Dataset entries
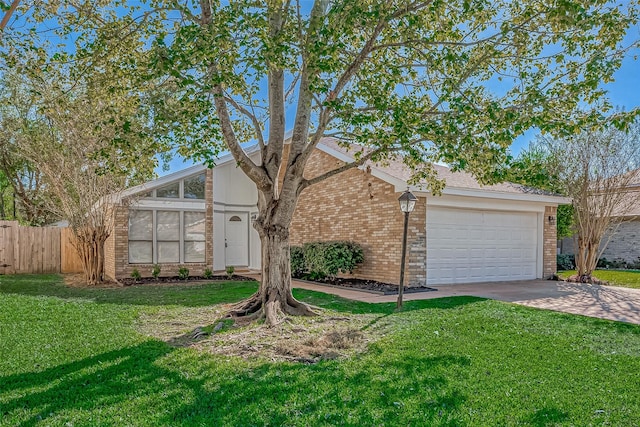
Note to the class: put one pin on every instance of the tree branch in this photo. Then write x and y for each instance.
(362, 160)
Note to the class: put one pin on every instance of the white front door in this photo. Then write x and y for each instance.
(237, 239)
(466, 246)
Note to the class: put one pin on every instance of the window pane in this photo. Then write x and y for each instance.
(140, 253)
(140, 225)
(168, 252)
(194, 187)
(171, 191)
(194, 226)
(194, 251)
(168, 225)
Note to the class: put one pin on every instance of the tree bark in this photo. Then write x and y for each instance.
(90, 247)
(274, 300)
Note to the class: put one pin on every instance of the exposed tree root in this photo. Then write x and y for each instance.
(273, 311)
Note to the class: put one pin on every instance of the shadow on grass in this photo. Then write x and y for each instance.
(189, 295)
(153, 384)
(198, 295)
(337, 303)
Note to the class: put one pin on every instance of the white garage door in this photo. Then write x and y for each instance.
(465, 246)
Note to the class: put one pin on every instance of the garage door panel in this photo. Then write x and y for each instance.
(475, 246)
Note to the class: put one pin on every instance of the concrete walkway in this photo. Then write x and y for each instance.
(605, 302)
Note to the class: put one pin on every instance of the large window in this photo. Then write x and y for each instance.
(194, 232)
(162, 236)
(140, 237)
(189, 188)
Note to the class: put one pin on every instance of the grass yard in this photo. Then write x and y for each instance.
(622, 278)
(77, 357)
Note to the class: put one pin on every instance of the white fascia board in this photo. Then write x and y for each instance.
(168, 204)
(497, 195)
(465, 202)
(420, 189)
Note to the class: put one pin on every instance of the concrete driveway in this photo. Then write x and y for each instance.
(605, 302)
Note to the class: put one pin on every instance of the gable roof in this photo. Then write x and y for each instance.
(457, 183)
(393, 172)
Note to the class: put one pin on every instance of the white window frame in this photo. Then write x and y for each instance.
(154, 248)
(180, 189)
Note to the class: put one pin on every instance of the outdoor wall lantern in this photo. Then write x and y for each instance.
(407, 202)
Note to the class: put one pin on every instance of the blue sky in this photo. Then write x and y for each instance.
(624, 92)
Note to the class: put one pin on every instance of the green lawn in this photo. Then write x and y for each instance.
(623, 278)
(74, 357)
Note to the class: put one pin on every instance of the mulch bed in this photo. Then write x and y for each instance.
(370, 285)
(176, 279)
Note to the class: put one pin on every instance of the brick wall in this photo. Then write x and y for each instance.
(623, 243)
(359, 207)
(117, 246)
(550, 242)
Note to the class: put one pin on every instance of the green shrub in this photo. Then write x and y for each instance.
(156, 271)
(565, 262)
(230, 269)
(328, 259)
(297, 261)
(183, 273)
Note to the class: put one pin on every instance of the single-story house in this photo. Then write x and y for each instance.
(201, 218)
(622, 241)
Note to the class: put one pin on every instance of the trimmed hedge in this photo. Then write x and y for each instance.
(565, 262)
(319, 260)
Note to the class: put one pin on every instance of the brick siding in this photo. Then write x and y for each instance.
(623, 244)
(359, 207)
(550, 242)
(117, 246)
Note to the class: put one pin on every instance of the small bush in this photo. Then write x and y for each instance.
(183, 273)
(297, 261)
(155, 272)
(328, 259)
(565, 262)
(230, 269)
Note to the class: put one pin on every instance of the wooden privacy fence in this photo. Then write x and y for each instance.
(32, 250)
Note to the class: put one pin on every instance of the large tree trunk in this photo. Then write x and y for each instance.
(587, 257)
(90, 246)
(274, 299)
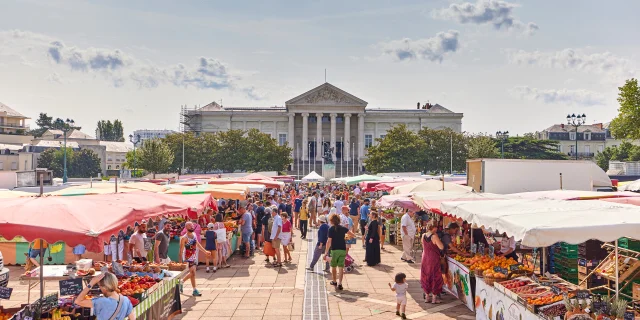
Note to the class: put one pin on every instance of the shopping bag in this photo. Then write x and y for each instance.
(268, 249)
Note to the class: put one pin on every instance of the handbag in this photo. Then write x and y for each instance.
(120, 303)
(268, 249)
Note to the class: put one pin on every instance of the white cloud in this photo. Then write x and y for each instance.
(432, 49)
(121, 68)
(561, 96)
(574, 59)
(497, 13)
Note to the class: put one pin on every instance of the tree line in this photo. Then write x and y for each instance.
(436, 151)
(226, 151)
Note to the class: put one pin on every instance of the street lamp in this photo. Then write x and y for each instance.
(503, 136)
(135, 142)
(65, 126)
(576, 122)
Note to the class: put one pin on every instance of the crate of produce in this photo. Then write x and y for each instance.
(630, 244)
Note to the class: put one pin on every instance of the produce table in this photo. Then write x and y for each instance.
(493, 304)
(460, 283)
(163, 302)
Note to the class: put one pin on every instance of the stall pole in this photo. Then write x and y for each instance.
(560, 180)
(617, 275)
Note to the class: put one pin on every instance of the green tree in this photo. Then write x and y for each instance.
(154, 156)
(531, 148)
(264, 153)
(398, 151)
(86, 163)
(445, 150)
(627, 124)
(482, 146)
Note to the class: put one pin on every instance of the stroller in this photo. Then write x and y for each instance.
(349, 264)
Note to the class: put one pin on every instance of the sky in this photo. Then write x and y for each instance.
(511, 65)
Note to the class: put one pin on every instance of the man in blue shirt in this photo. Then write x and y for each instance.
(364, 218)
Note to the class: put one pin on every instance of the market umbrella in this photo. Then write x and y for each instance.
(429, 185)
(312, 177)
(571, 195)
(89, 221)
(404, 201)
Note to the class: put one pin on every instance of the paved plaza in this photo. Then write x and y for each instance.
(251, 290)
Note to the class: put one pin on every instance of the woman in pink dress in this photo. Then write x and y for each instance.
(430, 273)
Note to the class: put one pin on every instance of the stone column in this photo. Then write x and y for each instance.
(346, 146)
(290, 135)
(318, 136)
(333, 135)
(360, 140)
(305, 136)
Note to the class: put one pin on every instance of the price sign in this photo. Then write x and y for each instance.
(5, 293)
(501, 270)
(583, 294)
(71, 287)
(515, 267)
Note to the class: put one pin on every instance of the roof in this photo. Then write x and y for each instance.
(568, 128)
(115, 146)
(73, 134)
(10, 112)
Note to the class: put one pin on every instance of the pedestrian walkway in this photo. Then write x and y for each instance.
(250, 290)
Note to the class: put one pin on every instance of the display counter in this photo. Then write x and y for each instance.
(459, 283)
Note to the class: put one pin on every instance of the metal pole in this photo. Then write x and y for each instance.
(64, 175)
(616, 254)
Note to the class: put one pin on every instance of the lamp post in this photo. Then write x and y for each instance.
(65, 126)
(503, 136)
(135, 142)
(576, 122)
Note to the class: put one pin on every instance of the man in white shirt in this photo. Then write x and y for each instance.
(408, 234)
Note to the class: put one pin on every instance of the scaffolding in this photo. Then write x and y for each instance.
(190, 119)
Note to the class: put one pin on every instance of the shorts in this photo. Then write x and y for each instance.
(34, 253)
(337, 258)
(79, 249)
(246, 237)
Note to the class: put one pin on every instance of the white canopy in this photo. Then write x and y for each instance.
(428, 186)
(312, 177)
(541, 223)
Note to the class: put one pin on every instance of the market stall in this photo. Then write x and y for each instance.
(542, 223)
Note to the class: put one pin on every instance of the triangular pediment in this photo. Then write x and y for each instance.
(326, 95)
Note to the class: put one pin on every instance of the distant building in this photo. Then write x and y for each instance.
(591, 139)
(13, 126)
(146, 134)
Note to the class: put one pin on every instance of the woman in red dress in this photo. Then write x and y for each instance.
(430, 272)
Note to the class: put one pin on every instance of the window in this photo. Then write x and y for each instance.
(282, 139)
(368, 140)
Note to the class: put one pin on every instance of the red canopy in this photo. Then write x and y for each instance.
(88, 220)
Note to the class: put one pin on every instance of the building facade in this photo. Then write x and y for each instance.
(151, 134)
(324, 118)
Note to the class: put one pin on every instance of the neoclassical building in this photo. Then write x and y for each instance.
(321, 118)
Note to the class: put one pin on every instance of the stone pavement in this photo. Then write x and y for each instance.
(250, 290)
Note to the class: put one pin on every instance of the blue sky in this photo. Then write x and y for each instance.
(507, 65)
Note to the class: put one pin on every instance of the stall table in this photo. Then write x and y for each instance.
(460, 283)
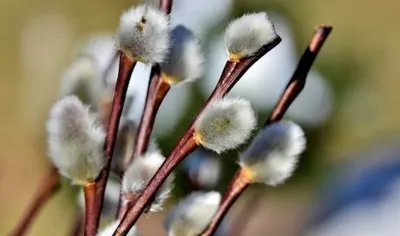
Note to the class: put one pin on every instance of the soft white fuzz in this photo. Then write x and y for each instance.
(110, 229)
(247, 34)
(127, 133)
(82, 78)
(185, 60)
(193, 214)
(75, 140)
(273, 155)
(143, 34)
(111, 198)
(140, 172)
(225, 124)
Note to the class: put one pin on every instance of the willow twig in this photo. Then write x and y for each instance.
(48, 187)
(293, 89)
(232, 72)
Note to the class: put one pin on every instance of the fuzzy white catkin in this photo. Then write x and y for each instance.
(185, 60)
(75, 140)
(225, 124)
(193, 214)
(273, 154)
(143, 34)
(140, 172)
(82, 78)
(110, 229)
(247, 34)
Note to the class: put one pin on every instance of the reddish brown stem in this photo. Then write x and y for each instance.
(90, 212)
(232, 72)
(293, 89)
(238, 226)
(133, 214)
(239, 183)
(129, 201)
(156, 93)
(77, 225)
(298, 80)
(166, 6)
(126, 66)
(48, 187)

**WRITTEN EXERCISE:**
Repeat, word for word, every line from the line that contains "of the fuzzy" to the end of the entries; include both of those lines and no others.

**FINISHED TASK:**
Note to the class: put one pin on every instance of the fuzzy white catkin in this photo. Then write x and y for each instance.
(185, 60)
(75, 140)
(225, 124)
(193, 214)
(273, 154)
(143, 34)
(140, 172)
(82, 78)
(110, 229)
(247, 34)
Note to the class: put one pin on every instance of the reddish brown stem in this photo. Then write x and y for each instance.
(90, 212)
(232, 72)
(293, 89)
(238, 226)
(133, 214)
(239, 183)
(129, 201)
(156, 93)
(77, 225)
(298, 80)
(166, 6)
(126, 66)
(48, 187)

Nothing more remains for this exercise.